··· TASK INPUTS

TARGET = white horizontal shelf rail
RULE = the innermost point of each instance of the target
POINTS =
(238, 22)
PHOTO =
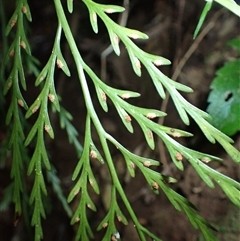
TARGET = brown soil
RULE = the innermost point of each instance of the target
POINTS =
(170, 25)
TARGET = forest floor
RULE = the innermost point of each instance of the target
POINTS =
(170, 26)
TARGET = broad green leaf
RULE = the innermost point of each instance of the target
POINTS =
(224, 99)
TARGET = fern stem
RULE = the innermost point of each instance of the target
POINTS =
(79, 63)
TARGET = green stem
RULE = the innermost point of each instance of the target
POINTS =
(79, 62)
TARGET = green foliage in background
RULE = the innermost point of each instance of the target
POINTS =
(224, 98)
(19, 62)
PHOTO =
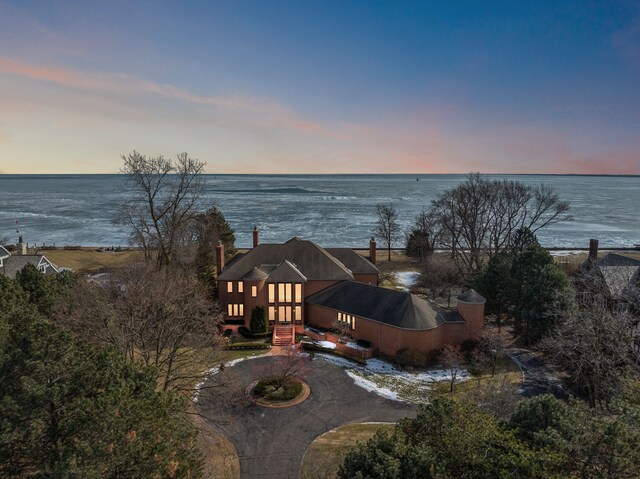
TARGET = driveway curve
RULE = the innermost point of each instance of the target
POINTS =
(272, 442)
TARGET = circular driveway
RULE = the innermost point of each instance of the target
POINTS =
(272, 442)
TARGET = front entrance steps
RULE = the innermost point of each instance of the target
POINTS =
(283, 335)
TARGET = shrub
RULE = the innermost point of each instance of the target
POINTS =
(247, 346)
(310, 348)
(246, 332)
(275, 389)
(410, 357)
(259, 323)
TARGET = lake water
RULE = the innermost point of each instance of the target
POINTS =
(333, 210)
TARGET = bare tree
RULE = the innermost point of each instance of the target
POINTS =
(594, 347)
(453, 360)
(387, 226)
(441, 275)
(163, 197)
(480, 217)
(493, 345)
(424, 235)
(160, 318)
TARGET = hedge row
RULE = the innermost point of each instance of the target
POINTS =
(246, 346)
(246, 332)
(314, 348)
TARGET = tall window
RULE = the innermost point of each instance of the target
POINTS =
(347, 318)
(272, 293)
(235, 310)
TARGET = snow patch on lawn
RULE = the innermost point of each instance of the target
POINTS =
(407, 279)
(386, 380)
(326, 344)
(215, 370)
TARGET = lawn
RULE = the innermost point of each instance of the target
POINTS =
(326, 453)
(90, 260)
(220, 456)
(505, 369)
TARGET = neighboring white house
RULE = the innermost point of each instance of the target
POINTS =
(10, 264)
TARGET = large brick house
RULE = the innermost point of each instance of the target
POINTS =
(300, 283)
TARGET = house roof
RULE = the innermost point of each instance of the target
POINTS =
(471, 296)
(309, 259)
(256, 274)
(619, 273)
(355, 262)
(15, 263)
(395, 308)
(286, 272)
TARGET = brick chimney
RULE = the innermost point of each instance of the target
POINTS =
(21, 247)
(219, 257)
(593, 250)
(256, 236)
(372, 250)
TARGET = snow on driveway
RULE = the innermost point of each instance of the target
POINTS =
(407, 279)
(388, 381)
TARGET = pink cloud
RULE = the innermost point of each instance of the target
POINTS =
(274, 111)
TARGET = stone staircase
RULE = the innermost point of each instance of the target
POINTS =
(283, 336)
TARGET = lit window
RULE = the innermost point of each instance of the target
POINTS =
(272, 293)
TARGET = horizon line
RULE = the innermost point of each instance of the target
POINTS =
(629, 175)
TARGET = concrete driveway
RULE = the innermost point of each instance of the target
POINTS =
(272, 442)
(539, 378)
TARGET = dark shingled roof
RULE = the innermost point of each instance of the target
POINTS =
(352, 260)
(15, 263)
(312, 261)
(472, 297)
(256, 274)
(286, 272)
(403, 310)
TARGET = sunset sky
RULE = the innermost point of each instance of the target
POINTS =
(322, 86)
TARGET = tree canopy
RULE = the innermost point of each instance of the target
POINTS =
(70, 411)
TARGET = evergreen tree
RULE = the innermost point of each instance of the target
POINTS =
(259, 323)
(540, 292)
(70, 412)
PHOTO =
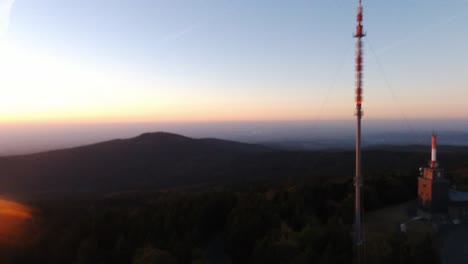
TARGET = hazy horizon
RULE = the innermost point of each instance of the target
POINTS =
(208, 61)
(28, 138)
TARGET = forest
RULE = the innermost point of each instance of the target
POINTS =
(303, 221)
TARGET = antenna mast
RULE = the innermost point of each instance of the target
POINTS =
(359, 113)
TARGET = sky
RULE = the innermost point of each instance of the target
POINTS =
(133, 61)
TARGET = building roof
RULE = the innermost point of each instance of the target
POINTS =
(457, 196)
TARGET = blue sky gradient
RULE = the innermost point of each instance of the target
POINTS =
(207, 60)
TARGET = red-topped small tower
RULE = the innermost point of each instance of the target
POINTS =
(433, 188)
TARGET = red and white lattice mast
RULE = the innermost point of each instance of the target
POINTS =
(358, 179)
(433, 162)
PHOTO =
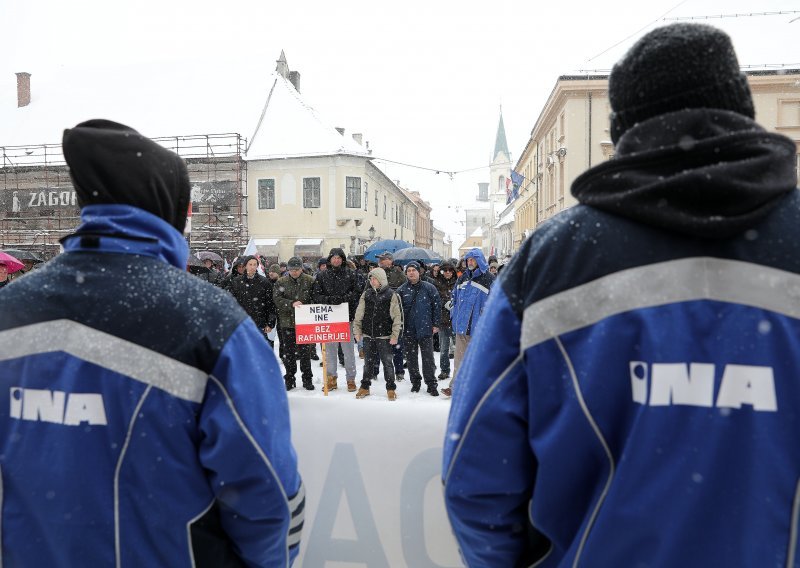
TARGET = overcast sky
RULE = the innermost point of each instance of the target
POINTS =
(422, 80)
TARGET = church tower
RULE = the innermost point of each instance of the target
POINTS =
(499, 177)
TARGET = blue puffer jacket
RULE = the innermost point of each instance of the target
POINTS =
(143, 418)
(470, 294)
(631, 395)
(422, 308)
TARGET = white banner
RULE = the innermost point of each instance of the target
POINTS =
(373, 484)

······

* _TASK OBJECTIVE_
Can you rewrite all the records with "innermost" changed to "central" and everything else left as it is? Leave the pictures out of your answer.

* _WRITTEN ANSWER_
TARGET = white horizontal shelf rail
RULE = the central point of each instance of the target
POINTS =
(238, 22)
PHOTO =
TARGET = brown soil
RULE = the central point of each instance of the target
POINTS =
(170, 25)
TARGET = forest floor
RULE = the central point of each instance of the target
POINTS =
(170, 26)
TARGET = broad green leaf
RULE = the central point of each instance of the target
POINTS =
(224, 99)
TARGET = fern stem
RULE = the central point of each instance of the target
POINTS =
(79, 63)
TARGET = green stem
RULE = the central point of each instance of the target
POINTS =
(79, 62)
TARGET = green foliage in background
RULE = the central point of each instance of the target
POINTS =
(224, 98)
(19, 62)
PHOTO =
TARGET = driveway curve
RULE = the central point of each instance of the target
POINTS =
(272, 442)
TARGET = circular driveway
RULE = the central point of each instance of the target
POINTS =
(272, 442)
TARGET = front entrance steps
RULE = the central point of each instance of the target
POINTS =
(283, 335)
TARGET = shrub
RULE = the central point of each instance of the target
POINTS =
(247, 346)
(310, 348)
(246, 332)
(275, 389)
(410, 357)
(259, 323)
TARGET = lake water
RULE = the central point of each instance of the target
POINTS =
(333, 210)
TARGET = bare tree
RULE = the central point of each instance of the target
POINTS =
(594, 347)
(453, 360)
(387, 226)
(441, 275)
(163, 197)
(480, 217)
(493, 345)
(424, 235)
(160, 318)
TARGET = hedge row
RULE = the central point of each instance of the target
POINTS =
(246, 346)
(246, 332)
(314, 348)
TARGET = tall window
RULE = the central point of each instance of the target
POINTS =
(347, 318)
(272, 293)
(235, 310)
TARGET = snow patch on lawn
RULE = the central point of each instance of the target
POINTS =
(407, 279)
(386, 380)
(326, 344)
(215, 370)
TARGET = lawn
RULE = the central point of each instance of the target
POINTS =
(326, 453)
(90, 260)
(220, 456)
(505, 369)
TARGET = neighboring white house
RULE = the central point of each instance of the target
POINTS =
(10, 264)
TARGET = large brick house
RULE = the central point of each instance of the target
POINTS =
(300, 283)
TARGET = house roof
RULE = the central point of each instance of the target
POINTS =
(471, 296)
(309, 259)
(256, 274)
(619, 273)
(355, 262)
(15, 263)
(395, 308)
(286, 272)
TARGET = brick chimney
RULE = the central point of each instance of the target
POINTS =
(21, 247)
(219, 257)
(593, 250)
(256, 236)
(372, 250)
TARGET = snow on driveway
RULE = the central point of each instance of the target
POINTS =
(407, 279)
(388, 381)
TARGET = pink cloud
RULE = the central point of each instance of the target
POINTS =
(274, 111)
TARGET = stone staircase
RULE = the central point of each instance of the target
POINTS =
(283, 336)
TARGET = lit window
RULE = the central point of each instance of the target
POINTS =
(272, 293)
TARGET = horizon line
RULE = the central point of each instance of the target
POINTS =
(629, 175)
TARGET = concrete driveway
RULE = the central point of each instance of the target
POINTS =
(272, 442)
(539, 378)
TARGET = dark shingled roof
RULE = the central point of each instance of the target
POINTS =
(352, 260)
(15, 263)
(312, 261)
(472, 297)
(256, 274)
(286, 272)
(403, 310)
TARGET = sunset sky
RULE = the central point of each instance of the target
POINTS =
(322, 86)
TARGET = tree canopy
RULE = the central point of each instance of the target
POINTS =
(70, 411)
TARGET = evergreen tree
RULE = the central point of each instance of the target
POINTS =
(259, 323)
(540, 292)
(70, 412)
PHOTO =
TARGET = hazy horizon
RULE = the central point of each instance of the target
POINTS =
(208, 61)
(28, 138)
TARGET = forest
RULE = the central point of each instance of the target
POINTS =
(303, 221)
TARGET = antenna mast
RULE = the central point of each instance of the target
POINTS =
(359, 113)
TARGET = sky
RULE = the central point of each instance of the target
POINTS =
(133, 61)
TARGET = building roof
RULE = the central point of each instance of the target
POINTS =
(457, 196)
TARGET = blue sky gradient
RULE = the central point of each instance of the target
POINTS =
(207, 60)
TARGET = red-topped small tower
RULE = the central point of each instance of the target
POINTS =
(433, 188)
TARGET = red and white lattice mast
RULE = the central point of each instance of the target
POINTS =
(358, 179)
(433, 162)
PHOTO =
TARGET = overcast sky
RULE = the central point of each instance of the target
POINTS =
(422, 80)
TARGET = church tower
RULE = the central point of each instance of the target
POINTS =
(499, 177)
TARGET = blue puffer jacket
RULE = the central point of each instance of the target
POINTS =
(143, 418)
(470, 294)
(631, 395)
(422, 308)
TARGET = white banner
RULE = the central point of each instance of the target
POINTS =
(373, 484)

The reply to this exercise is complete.